Which lines of the entries below contain the string "white"? Pull out each of them, matching case exactly.
[START]
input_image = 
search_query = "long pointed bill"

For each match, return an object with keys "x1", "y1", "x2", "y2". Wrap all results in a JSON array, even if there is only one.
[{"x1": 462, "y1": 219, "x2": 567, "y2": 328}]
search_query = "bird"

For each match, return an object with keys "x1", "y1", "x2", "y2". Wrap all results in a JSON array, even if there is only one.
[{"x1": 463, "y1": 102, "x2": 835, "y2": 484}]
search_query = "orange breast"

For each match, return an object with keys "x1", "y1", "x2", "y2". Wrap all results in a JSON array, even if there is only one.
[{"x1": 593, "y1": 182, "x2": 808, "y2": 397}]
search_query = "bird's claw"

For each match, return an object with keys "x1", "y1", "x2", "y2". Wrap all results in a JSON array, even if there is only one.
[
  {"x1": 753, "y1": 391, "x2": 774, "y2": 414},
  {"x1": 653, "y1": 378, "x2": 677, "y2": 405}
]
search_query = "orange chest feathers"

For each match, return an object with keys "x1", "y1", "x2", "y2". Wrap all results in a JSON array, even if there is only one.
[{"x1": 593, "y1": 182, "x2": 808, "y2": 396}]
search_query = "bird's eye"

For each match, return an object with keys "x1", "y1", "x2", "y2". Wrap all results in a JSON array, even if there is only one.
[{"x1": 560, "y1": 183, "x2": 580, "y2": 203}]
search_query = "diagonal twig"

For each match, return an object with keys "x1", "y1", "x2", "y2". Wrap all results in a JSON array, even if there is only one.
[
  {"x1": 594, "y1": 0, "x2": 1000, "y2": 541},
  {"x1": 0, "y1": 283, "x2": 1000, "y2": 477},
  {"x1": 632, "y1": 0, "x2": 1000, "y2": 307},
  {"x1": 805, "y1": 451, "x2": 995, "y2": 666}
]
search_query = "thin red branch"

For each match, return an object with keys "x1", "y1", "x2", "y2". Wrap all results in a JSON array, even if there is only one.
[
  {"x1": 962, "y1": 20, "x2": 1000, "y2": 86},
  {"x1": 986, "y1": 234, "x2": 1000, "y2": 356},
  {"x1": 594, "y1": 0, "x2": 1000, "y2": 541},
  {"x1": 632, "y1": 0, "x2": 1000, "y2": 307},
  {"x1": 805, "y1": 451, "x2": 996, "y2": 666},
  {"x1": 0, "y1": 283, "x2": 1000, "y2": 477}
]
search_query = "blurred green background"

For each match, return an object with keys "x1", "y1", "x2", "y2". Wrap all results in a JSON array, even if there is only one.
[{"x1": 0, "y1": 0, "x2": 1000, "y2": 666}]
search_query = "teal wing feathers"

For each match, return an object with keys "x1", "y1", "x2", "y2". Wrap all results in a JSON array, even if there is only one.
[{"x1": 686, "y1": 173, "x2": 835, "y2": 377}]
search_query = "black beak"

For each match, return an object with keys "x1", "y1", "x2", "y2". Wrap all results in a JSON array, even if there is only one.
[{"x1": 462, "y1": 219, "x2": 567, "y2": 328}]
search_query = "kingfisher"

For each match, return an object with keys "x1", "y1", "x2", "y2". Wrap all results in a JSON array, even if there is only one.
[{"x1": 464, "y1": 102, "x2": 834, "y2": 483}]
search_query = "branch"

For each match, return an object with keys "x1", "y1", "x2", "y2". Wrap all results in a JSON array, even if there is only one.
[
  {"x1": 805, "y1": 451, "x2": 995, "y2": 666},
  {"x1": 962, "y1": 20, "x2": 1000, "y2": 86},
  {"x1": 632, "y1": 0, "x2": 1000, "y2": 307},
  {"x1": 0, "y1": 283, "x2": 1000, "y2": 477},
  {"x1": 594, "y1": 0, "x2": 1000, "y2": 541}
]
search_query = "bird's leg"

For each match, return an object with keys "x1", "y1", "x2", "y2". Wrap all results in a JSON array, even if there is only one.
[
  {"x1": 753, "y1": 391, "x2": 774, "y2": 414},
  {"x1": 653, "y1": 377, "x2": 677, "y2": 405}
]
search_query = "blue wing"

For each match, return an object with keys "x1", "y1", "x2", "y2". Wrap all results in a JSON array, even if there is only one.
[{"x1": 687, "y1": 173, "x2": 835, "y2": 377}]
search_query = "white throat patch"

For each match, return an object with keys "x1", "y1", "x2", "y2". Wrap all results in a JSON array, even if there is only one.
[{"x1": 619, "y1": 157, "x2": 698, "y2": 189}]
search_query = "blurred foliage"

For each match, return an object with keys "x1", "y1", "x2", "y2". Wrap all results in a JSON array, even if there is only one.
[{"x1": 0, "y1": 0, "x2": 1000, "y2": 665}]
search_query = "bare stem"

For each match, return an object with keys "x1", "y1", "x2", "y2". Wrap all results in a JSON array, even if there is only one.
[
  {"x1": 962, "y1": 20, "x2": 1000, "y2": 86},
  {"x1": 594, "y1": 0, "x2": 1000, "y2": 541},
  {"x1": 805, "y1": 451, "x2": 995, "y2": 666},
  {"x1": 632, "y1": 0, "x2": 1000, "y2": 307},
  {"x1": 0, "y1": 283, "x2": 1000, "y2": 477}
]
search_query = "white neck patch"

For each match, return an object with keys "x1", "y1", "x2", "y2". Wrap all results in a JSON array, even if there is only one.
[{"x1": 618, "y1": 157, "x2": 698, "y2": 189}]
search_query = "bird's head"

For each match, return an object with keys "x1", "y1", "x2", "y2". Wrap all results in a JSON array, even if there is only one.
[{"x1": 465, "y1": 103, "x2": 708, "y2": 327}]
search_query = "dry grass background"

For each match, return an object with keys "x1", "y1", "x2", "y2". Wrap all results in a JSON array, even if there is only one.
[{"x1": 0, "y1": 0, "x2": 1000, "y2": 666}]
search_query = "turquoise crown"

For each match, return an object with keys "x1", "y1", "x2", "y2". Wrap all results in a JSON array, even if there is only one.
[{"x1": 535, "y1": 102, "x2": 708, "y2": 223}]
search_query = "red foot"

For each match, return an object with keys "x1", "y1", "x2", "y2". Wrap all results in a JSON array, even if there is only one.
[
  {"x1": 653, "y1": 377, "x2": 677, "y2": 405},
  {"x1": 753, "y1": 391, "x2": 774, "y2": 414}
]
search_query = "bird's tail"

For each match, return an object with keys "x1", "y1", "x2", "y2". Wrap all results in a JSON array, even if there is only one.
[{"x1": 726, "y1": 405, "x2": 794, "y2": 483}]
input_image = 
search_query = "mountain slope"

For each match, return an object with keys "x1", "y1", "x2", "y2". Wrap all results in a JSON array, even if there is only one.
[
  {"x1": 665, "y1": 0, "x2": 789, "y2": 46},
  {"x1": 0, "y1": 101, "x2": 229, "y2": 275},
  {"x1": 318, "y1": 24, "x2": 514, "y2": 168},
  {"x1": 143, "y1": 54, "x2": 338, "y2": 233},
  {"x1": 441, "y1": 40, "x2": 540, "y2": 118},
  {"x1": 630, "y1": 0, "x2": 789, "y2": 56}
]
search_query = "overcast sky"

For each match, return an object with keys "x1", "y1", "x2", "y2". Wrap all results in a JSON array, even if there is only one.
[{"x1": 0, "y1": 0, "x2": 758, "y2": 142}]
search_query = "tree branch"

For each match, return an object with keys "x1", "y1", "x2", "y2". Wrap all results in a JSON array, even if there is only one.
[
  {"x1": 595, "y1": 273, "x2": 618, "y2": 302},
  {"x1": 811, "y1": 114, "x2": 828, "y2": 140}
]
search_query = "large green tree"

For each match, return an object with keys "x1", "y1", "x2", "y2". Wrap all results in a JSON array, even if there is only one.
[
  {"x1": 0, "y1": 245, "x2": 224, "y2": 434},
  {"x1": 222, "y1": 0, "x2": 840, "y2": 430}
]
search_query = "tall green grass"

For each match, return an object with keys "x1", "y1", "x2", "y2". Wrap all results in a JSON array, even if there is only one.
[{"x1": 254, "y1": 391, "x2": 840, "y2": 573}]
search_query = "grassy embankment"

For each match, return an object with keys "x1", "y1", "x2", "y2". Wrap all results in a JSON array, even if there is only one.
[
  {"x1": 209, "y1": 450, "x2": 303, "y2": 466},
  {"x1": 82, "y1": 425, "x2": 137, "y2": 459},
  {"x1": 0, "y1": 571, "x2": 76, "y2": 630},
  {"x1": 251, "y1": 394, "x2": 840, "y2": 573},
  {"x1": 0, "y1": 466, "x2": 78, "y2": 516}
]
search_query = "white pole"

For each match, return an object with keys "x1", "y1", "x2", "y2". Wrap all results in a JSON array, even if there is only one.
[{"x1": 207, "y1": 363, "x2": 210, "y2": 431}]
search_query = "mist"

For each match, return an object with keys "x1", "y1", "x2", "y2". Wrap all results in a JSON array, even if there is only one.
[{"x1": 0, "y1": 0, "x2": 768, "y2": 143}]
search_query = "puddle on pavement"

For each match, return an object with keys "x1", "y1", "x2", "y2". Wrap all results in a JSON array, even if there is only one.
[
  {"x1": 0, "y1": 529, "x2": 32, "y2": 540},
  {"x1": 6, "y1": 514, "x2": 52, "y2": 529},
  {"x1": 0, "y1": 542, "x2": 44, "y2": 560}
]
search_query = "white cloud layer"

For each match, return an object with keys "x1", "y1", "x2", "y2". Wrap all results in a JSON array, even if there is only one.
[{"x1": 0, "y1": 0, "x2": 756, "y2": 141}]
[END]
PROBLEM SOLUTION >>
search_query = "white throat patch"
search_query = "white neck patch"
search_query = "white pole"
search_query = "white cloud layer"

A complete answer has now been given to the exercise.